Provided records:
◆ ◆ ◆ ◆ ◆ ◆ ◆

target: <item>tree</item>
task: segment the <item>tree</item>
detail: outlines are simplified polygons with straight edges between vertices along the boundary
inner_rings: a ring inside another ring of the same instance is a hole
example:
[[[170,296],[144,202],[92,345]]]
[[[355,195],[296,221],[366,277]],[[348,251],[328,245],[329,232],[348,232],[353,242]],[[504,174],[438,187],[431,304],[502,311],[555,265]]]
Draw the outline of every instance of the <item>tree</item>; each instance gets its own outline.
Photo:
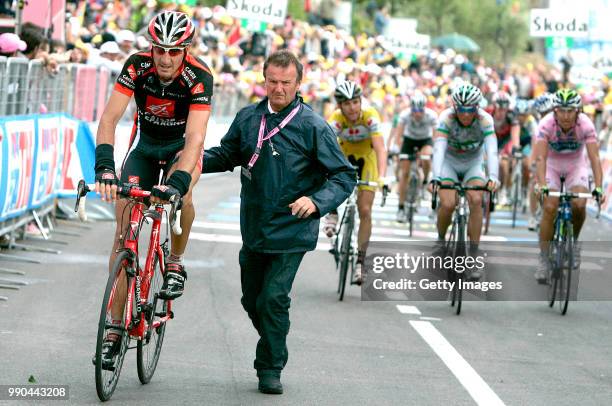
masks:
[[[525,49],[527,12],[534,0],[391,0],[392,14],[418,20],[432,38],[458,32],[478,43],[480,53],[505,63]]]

◆ ◆ ◆ ◆ ◆ ◆ ◆

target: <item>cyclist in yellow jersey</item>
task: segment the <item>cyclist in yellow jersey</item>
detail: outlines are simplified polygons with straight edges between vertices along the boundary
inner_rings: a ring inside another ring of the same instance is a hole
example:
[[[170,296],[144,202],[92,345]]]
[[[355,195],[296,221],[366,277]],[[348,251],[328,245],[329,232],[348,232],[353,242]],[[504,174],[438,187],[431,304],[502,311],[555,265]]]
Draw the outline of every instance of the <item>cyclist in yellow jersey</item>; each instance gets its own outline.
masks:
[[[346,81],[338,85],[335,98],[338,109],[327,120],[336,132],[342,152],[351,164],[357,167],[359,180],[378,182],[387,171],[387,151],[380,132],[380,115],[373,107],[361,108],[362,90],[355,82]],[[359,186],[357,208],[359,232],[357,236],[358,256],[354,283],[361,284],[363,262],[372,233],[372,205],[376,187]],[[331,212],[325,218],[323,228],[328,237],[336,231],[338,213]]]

◆ ◆ ◆ ◆ ◆ ◆ ◆

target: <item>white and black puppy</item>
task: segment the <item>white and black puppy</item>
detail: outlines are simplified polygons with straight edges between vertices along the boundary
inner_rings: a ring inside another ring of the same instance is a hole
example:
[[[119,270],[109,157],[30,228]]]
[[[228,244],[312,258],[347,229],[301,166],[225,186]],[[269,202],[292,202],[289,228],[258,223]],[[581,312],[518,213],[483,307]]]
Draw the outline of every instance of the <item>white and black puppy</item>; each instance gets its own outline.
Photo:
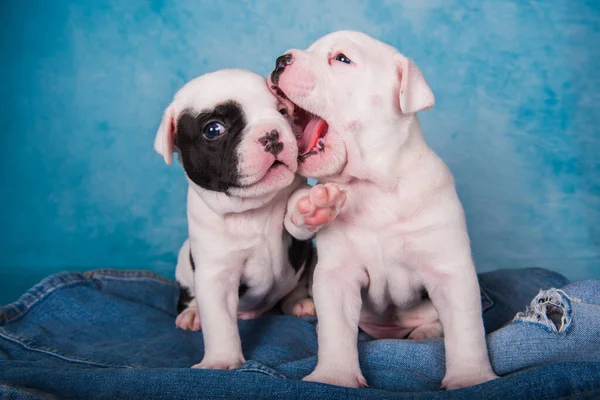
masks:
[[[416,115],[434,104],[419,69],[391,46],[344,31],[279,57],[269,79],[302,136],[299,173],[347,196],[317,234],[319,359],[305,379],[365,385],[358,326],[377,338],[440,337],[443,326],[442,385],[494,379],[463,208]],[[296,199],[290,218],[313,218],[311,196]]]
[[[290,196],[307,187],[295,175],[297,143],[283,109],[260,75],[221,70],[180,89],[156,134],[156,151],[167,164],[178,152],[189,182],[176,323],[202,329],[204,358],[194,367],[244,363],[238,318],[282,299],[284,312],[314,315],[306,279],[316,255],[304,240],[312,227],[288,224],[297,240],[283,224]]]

◆ ◆ ◆ ◆ ◆ ◆ ◆

Your instructions: Starting at the line above that contains "task: segment the <item>cyclist", write out each line exactly until the line that contains "Draw the outline of every instance of the <item>cyclist" has been written, and stop there.

Written solution:
task: segment the <item>cyclist in yellow jersey</item>
detail: outlines are simplified polygons with straight edges between vertices along the boundary
inner_rings: a ring inside another ring of the same instance is a hole
example:
[[[170,296],[144,202],[92,345]]]
[[[355,195],[296,221],[366,277]],[[348,251],[328,245],[329,232],[348,232],[353,242]],[[504,174],[438,187],[431,304],[502,311],[555,265]]]
Draw the outline of every instance of the <item>cyclist in yellow jersey</item>; each instance gets its own outline.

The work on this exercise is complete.